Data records
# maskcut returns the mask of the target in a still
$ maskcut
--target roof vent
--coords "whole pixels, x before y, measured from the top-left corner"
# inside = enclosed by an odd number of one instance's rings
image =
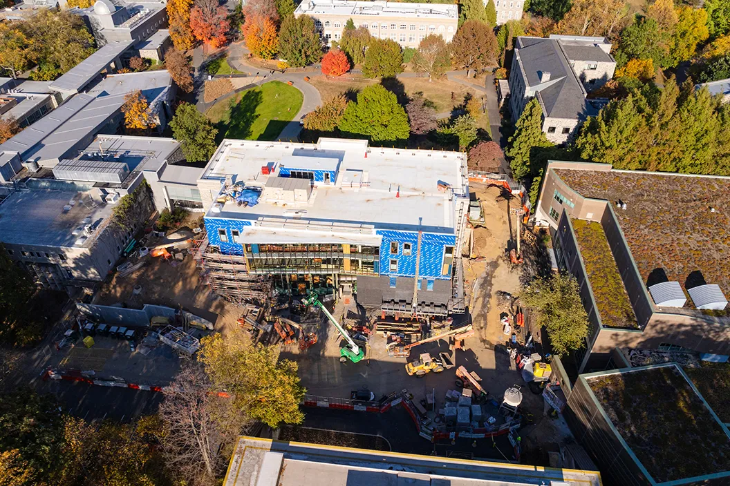
[[[649,293],[657,305],[669,307],[684,307],[687,297],[679,282],[661,282],[649,287]]]
[[[728,305],[728,299],[723,295],[720,286],[707,283],[688,289],[689,297],[698,309],[707,310],[723,310]]]

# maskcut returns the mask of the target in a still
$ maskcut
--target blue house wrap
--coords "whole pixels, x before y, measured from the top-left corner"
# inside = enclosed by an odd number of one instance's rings
[[[328,182],[330,184],[334,184],[334,180],[337,176],[337,171],[313,171],[312,169],[307,168],[297,168],[295,167],[280,167],[279,168],[279,176],[280,177],[291,177],[292,171],[299,171],[299,172],[310,172],[314,174],[314,181],[315,182]],[[325,174],[329,174],[329,180],[325,180]]]
[[[246,227],[251,226],[251,222],[243,219],[229,219],[228,218],[205,218],[205,231],[208,234],[208,244],[218,246],[220,253],[226,255],[243,255],[243,245],[233,243],[232,230],[238,230],[239,234],[243,232]],[[226,232],[228,241],[220,239],[220,230]]]
[[[418,253],[418,233],[412,231],[394,231],[378,230],[375,233],[383,236],[380,243],[380,275],[393,277],[415,277],[415,257]],[[398,253],[391,253],[391,243],[398,243]],[[411,245],[410,255],[404,254],[403,243]],[[455,246],[456,236],[437,233],[423,233],[420,239],[420,262],[418,265],[418,276],[424,278],[451,278],[451,272],[442,275],[441,265],[443,262],[444,248]],[[456,250],[455,250],[456,251]],[[391,260],[398,261],[398,270],[391,271]]]
[[[243,245],[234,242],[234,230],[242,234],[252,222],[244,219],[231,219],[228,218],[205,218],[205,230],[208,234],[209,244],[218,246],[220,253],[230,255],[242,255]],[[220,238],[220,231],[223,231],[228,241]],[[380,275],[392,277],[415,277],[415,258],[418,247],[418,233],[414,231],[396,231],[389,230],[377,230],[377,235],[383,237],[380,243],[380,262],[376,262],[374,271]],[[391,253],[391,243],[398,243],[398,253]],[[356,243],[356,241],[353,241]],[[404,243],[411,246],[410,254],[405,254]],[[449,280],[451,278],[451,271],[446,275],[442,275],[442,264],[444,258],[444,249],[447,246],[453,247],[456,244],[456,237],[454,235],[424,232],[420,240],[420,264],[418,267],[418,275],[423,278],[434,280]],[[254,253],[257,252],[258,245],[253,246]],[[454,250],[456,254],[456,249]],[[391,260],[397,260],[398,270],[391,271]]]

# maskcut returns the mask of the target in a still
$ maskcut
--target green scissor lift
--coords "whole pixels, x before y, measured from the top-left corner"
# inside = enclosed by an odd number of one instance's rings
[[[337,328],[337,332],[339,332],[340,335],[342,336],[347,340],[348,346],[342,346],[339,348],[339,362],[345,363],[348,359],[353,363],[358,363],[362,361],[363,358],[365,357],[365,351],[362,348],[358,346],[353,338],[350,337],[350,334],[345,330],[345,329],[340,326],[339,323],[337,322],[337,319],[332,317],[332,315],[329,313],[327,310],[327,307],[320,302],[319,297],[315,293],[310,293],[307,295],[302,302],[307,305],[315,305],[322,310],[324,315],[327,316],[329,321],[334,324],[335,328]]]

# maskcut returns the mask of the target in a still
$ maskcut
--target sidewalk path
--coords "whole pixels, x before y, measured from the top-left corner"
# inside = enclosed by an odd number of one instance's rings
[[[299,121],[305,114],[314,111],[317,106],[322,104],[322,98],[320,96],[319,91],[314,86],[304,81],[304,78],[307,76],[319,75],[319,71],[315,70],[312,70],[311,72],[306,71],[285,73],[274,71],[274,74],[272,74],[269,71],[251,66],[246,62],[245,60],[248,56],[249,51],[242,42],[231,44],[228,46],[228,62],[232,68],[246,73],[249,76],[256,76],[258,72],[259,74],[259,80],[236,90],[234,93],[226,95],[226,98],[233,95],[235,93],[247,90],[255,85],[263,85],[269,81],[280,81],[282,82],[288,82],[291,81],[292,85],[301,92],[301,94],[304,95],[301,108],[292,121],[289,122],[284,127],[284,130],[282,130],[277,138],[277,140],[296,140],[299,136],[299,132],[301,131],[301,125],[299,125]],[[217,101],[220,101],[221,99],[224,98],[218,98]],[[201,100],[198,103],[198,109],[204,113],[205,110],[210,108],[212,104],[212,103],[205,103]]]

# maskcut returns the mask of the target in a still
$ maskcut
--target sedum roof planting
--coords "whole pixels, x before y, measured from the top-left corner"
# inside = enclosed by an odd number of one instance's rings
[[[645,283],[677,281],[685,290],[716,283],[730,295],[730,178],[555,171],[583,197],[612,204]]]
[[[657,482],[730,471],[730,436],[675,364],[587,380]]]

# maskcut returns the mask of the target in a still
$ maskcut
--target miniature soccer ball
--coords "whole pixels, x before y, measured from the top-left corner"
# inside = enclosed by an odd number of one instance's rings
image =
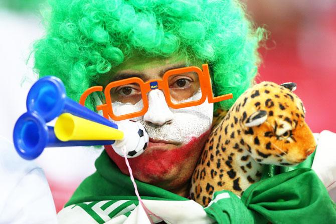
[[[140,155],[147,147],[149,137],[146,129],[140,123],[133,121],[122,121],[117,123],[118,129],[124,132],[124,138],[116,140],[112,145],[115,152],[123,156],[122,149],[124,147],[127,158],[134,158]]]

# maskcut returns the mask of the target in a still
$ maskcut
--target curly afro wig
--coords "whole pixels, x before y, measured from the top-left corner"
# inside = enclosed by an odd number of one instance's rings
[[[52,0],[45,36],[34,46],[40,77],[53,75],[68,95],[82,93],[135,54],[169,57],[184,54],[207,62],[217,103],[229,109],[257,72],[264,37],[235,0]],[[46,14],[46,15],[47,15]],[[94,101],[87,100],[93,109]]]

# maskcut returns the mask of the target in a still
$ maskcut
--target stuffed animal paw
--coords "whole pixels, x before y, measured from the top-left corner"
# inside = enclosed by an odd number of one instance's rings
[[[192,199],[207,206],[215,191],[240,195],[260,179],[262,164],[294,165],[314,151],[295,88],[263,82],[238,98],[213,128],[192,176]]]

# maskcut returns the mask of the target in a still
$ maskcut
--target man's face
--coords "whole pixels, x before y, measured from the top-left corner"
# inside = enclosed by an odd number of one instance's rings
[[[150,59],[138,57],[118,67],[113,74],[105,76],[98,84],[106,86],[110,82],[132,77],[138,77],[145,82],[161,79],[166,71],[188,65],[185,59],[176,57]],[[173,100],[199,99],[198,82],[192,74],[174,78],[169,84],[170,88],[171,86],[176,90],[171,91]],[[113,112],[117,114],[139,110],[142,102],[141,97],[138,99],[138,92],[131,85],[112,91]],[[143,116],[132,120],[143,125],[149,142],[144,153],[129,159],[129,161],[136,179],[174,191],[188,184],[210,133],[213,105],[206,100],[199,106],[173,109],[167,105],[161,90],[152,90],[147,96],[148,111]],[[111,159],[123,173],[128,174],[124,158],[109,149],[108,147],[107,151]]]

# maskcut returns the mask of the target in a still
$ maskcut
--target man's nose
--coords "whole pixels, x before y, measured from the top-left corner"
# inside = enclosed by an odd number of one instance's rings
[[[173,114],[165,102],[163,93],[154,90],[148,94],[148,110],[143,116],[146,122],[162,126],[173,120]]]

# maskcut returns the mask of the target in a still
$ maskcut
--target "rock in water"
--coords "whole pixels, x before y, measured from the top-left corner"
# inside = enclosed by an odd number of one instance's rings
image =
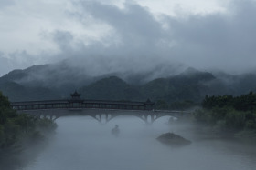
[[[172,145],[172,146],[182,146],[182,145],[187,145],[191,144],[191,141],[183,138],[180,135],[177,135],[174,133],[166,133],[161,135],[159,137],[157,137],[157,140],[161,143]]]

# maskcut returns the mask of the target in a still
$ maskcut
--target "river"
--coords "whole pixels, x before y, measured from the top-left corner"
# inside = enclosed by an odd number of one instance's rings
[[[26,167],[17,170],[255,170],[256,149],[236,142],[201,139],[186,124],[153,125],[131,116],[101,125],[88,116],[57,120],[56,135]],[[118,125],[120,135],[111,129]],[[192,141],[171,147],[155,140],[174,132]]]

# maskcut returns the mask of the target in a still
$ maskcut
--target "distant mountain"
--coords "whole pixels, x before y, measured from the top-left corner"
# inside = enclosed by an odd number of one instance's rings
[[[138,100],[141,96],[136,86],[116,76],[103,78],[88,86],[83,86],[80,92],[85,99]]]
[[[200,102],[206,95],[240,95],[256,91],[255,74],[231,75],[187,68],[176,75],[152,75],[154,71],[91,76],[80,68],[59,63],[14,70],[0,77],[0,91],[11,101],[67,98],[78,90],[85,99],[145,101],[149,98],[168,103]]]

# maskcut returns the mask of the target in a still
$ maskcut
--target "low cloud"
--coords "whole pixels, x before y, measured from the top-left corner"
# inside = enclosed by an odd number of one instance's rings
[[[50,60],[67,59],[70,65],[96,75],[159,70],[155,73],[159,76],[188,66],[229,73],[255,69],[253,0],[230,1],[225,13],[186,17],[162,14],[157,19],[134,1],[125,1],[122,8],[101,1],[75,2],[67,13],[69,18],[84,30],[90,27],[92,34],[76,33],[65,26],[48,32],[48,41],[59,50],[57,55],[48,54]]]

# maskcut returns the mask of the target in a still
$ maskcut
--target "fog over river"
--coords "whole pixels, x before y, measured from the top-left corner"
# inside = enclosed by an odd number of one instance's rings
[[[207,140],[186,124],[167,125],[162,117],[146,125],[133,116],[101,125],[89,116],[56,120],[56,135],[45,148],[18,170],[255,170],[256,149],[241,144]],[[120,135],[111,130],[119,125]],[[174,132],[192,141],[174,148],[155,138]]]

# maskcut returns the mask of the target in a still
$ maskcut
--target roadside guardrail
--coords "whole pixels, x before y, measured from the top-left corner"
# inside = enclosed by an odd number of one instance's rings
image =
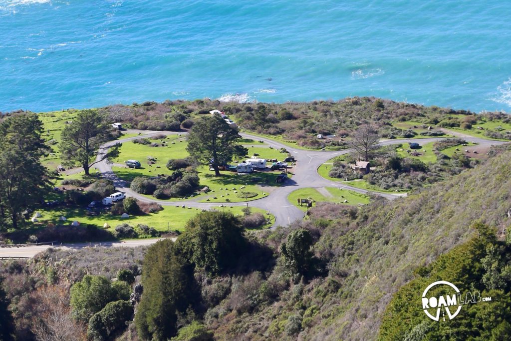
[[[47,241],[44,243],[32,243],[31,244],[0,244],[0,247],[23,247],[24,246],[37,246],[38,245],[49,245],[53,246],[54,243],[56,243],[57,241]]]

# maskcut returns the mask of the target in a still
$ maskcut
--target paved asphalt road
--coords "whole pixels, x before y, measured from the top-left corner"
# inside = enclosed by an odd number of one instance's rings
[[[172,238],[175,240],[175,238]],[[136,247],[151,245],[160,240],[160,238],[137,239],[125,241],[102,242],[98,243],[77,243],[75,244],[55,244],[55,247],[64,249],[78,250],[84,247],[97,247],[100,246],[113,246],[115,247]],[[21,246],[19,247],[0,247],[0,258],[2,257],[33,257],[36,254],[52,247],[52,245],[39,245],[35,246]]]
[[[140,133],[138,136],[128,138],[117,141],[110,141],[105,144],[100,150],[100,154],[98,158],[101,157],[102,153],[104,153],[109,147],[116,143],[123,143],[127,141],[140,139],[143,137],[148,137],[153,135],[161,134],[165,135],[175,134],[178,133],[175,132],[170,131],[148,131],[146,130],[130,130],[127,131],[128,133]],[[448,133],[454,134],[450,131],[447,131]],[[297,219],[302,219],[304,213],[298,208],[293,206],[287,199],[287,197],[291,192],[298,188],[304,188],[312,187],[318,188],[324,187],[341,187],[343,189],[349,189],[355,192],[360,193],[367,193],[369,191],[352,187],[343,184],[342,181],[334,181],[325,179],[321,177],[317,173],[317,169],[323,163],[336,156],[346,154],[351,151],[351,149],[346,149],[339,151],[315,151],[305,150],[295,148],[288,146],[286,146],[276,141],[266,139],[265,138],[251,135],[248,133],[241,133],[244,137],[253,139],[256,141],[263,141],[267,144],[271,146],[275,149],[285,148],[293,155],[296,160],[296,166],[294,167],[294,174],[291,178],[288,179],[287,181],[278,189],[270,192],[268,196],[261,199],[250,201],[249,204],[250,206],[258,207],[264,210],[266,210],[271,213],[275,217],[275,220],[272,228],[274,228],[279,225],[287,225]],[[497,144],[503,144],[506,142],[502,141],[495,141],[484,140],[478,138],[473,138],[471,137],[463,137],[463,138],[467,141],[476,142],[480,145],[493,145]],[[443,140],[443,138],[430,138],[430,139],[414,139],[414,142],[418,143],[427,143],[433,141]],[[380,145],[385,146],[399,143],[406,143],[410,142],[410,140],[389,140],[382,141],[379,143]],[[109,164],[106,161],[101,161],[95,166],[96,168],[102,173],[102,175],[106,178],[112,180],[115,187],[121,192],[126,193],[128,196],[132,196],[137,199],[146,202],[157,202],[162,206],[175,206],[176,204],[186,205],[192,207],[201,208],[204,209],[210,209],[214,207],[218,207],[222,204],[219,203],[207,203],[198,202],[193,199],[186,201],[181,201],[179,202],[172,202],[168,201],[159,200],[156,199],[151,199],[141,195],[137,193],[132,191],[126,181],[119,179],[112,171],[111,164]],[[378,193],[372,192],[378,195],[383,196],[390,200],[399,199],[399,198],[406,195],[406,194],[398,194],[391,193]],[[229,206],[245,206],[245,202],[228,202],[225,204]],[[139,245],[147,245],[154,243],[157,239],[146,239],[144,240],[127,241],[124,242],[104,242],[100,245],[103,246],[135,246]],[[95,244],[96,246],[96,244]],[[89,246],[87,243],[84,244],[67,244],[63,247],[69,249],[77,249]],[[38,252],[42,251],[48,248],[49,246],[27,246],[23,248],[0,248],[0,257],[33,257]]]

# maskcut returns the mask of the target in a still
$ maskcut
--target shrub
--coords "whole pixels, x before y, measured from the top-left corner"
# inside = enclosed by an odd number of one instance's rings
[[[124,281],[117,281],[112,283],[112,289],[113,290],[117,300],[127,301],[129,300],[131,294],[131,286]]]
[[[155,229],[150,228],[147,225],[138,224],[135,228],[135,231],[139,238],[149,238],[151,237],[159,237],[160,233]]]
[[[75,318],[86,322],[117,298],[109,280],[87,275],[71,287],[71,306]]]
[[[92,184],[89,191],[97,200],[108,196],[115,191],[115,187],[113,186],[113,182],[107,179],[97,180]]]
[[[128,214],[137,214],[140,213],[137,200],[132,197],[128,197],[123,201],[124,212]]]
[[[121,269],[117,271],[117,279],[132,284],[135,282],[135,275],[128,269]]]
[[[92,183],[94,179],[64,179],[60,183],[62,185],[71,185],[77,187],[86,187]]]
[[[176,243],[190,262],[216,275],[236,265],[247,242],[241,222],[232,213],[208,211],[189,220]]]
[[[153,193],[153,196],[156,199],[167,199],[169,196],[165,194],[165,192],[162,189],[157,189]]]
[[[204,325],[194,321],[180,329],[176,336],[171,341],[213,341],[213,333]]]
[[[181,169],[186,168],[191,165],[191,163],[187,159],[176,158],[169,160],[167,163],[167,168],[170,170],[176,170],[176,169]]]
[[[144,292],[135,315],[142,339],[166,340],[177,332],[177,313],[193,306],[200,294],[193,268],[174,249],[169,239],[158,241],[147,250],[144,260]]]
[[[94,198],[88,192],[84,193],[74,190],[66,191],[64,196],[66,202],[80,206],[86,205]]]
[[[147,128],[147,127],[146,127]],[[134,144],[140,143],[141,145],[150,145],[151,142],[151,140],[149,139],[137,139],[136,140],[133,140],[133,143]]]
[[[134,238],[137,237],[136,233],[133,227],[126,223],[116,226],[113,235],[118,238]]]
[[[141,194],[152,194],[156,189],[157,184],[154,180],[144,176],[137,176],[131,181],[130,188]]]
[[[258,212],[245,215],[242,218],[242,222],[246,229],[256,229],[264,225],[266,219],[262,213]]]
[[[181,123],[181,125],[183,126],[183,128],[185,129],[190,129],[192,126],[193,126],[194,122],[190,119],[188,119],[183,121]]]
[[[257,196],[257,193],[253,192],[243,192],[241,191],[236,195],[236,196],[238,198],[243,198],[243,199],[253,198]]]

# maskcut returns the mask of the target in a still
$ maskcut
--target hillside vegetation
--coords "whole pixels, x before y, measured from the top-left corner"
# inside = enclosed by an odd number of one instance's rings
[[[259,283],[271,288],[280,283],[277,297],[251,307],[249,314],[226,311],[229,296],[206,313],[208,326],[220,339],[376,338],[392,294],[414,270],[471,238],[474,221],[497,228],[501,235],[509,223],[510,156],[506,152],[448,182],[341,217],[328,206],[313,209],[313,219],[301,225],[320,234],[314,248],[328,262],[328,276],[286,286],[279,281],[283,268],[277,264]],[[288,233],[277,230],[267,241],[278,245]]]

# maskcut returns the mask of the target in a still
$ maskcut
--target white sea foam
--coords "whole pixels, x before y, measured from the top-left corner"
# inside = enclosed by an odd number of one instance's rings
[[[172,92],[172,95],[175,96],[184,96],[190,95],[190,93],[186,91],[173,91]]]
[[[381,67],[365,70],[357,69],[352,71],[352,79],[365,79],[374,76],[381,76],[385,73],[385,71]]]
[[[511,106],[511,77],[497,87],[497,95],[492,100]]]
[[[277,92],[275,89],[258,89],[254,94],[274,94]]]
[[[12,10],[18,6],[34,4],[51,4],[51,0],[0,0],[0,10]]]
[[[218,98],[220,102],[237,102],[238,103],[247,103],[250,101],[251,98],[248,94],[225,94]]]

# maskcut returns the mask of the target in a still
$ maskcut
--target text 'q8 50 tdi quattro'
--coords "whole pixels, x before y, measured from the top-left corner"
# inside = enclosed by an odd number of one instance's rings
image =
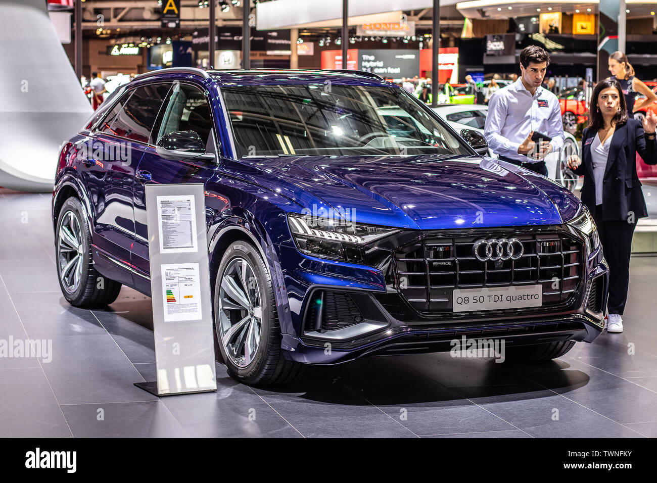
[[[371,74],[140,76],[61,150],[62,290],[80,306],[122,284],[150,295],[145,185],[202,183],[219,346],[245,382],[464,336],[515,360],[593,341],[608,269],[589,213],[462,134],[474,148]]]

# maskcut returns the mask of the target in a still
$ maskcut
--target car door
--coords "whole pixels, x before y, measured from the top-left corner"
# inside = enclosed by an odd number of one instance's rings
[[[157,144],[167,134],[193,131],[207,143],[213,129],[210,104],[200,85],[174,83],[168,94],[151,133],[151,144],[145,149],[137,170],[133,189],[135,239],[132,250],[135,286],[150,293],[150,269],[148,261],[148,234],[146,216],[146,191],[148,183],[202,183],[214,173],[216,159],[194,154],[167,156],[158,154]],[[199,153],[200,154],[200,153]]]
[[[78,147],[82,153],[78,172],[93,205],[92,243],[112,269],[112,277],[122,283],[132,281],[130,246],[135,223],[129,193],[134,177],[130,162],[133,156],[127,141],[116,135],[112,126],[133,93],[131,89],[124,93],[84,145]]]
[[[93,242],[99,254],[131,271],[135,241],[133,185],[135,168],[170,84],[129,89],[99,127],[92,157],[84,163],[95,206]],[[132,276],[122,283],[132,285]]]

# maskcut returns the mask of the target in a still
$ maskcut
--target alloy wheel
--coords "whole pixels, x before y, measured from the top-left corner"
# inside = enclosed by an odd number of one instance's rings
[[[577,186],[578,175],[568,167],[568,160],[572,154],[577,154],[577,147],[570,139],[566,139],[561,150],[561,159],[557,169],[556,179],[562,186],[574,192]]]
[[[575,131],[577,127],[577,118],[572,112],[566,112],[562,118],[564,124],[564,128],[570,133]]]
[[[76,292],[79,287],[84,254],[79,219],[74,212],[68,211],[60,222],[57,258],[59,277],[62,285],[70,293]]]
[[[219,327],[226,354],[240,367],[256,357],[262,328],[260,286],[250,263],[232,260],[221,275]]]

■ **DESCRIPTION OF THE TASK**: Locate each line in the material above that contains the string "roof" and copy those lines.

■ **REPLY TO THE EXERCISE**:
--target roof vent
--target sedum roof planting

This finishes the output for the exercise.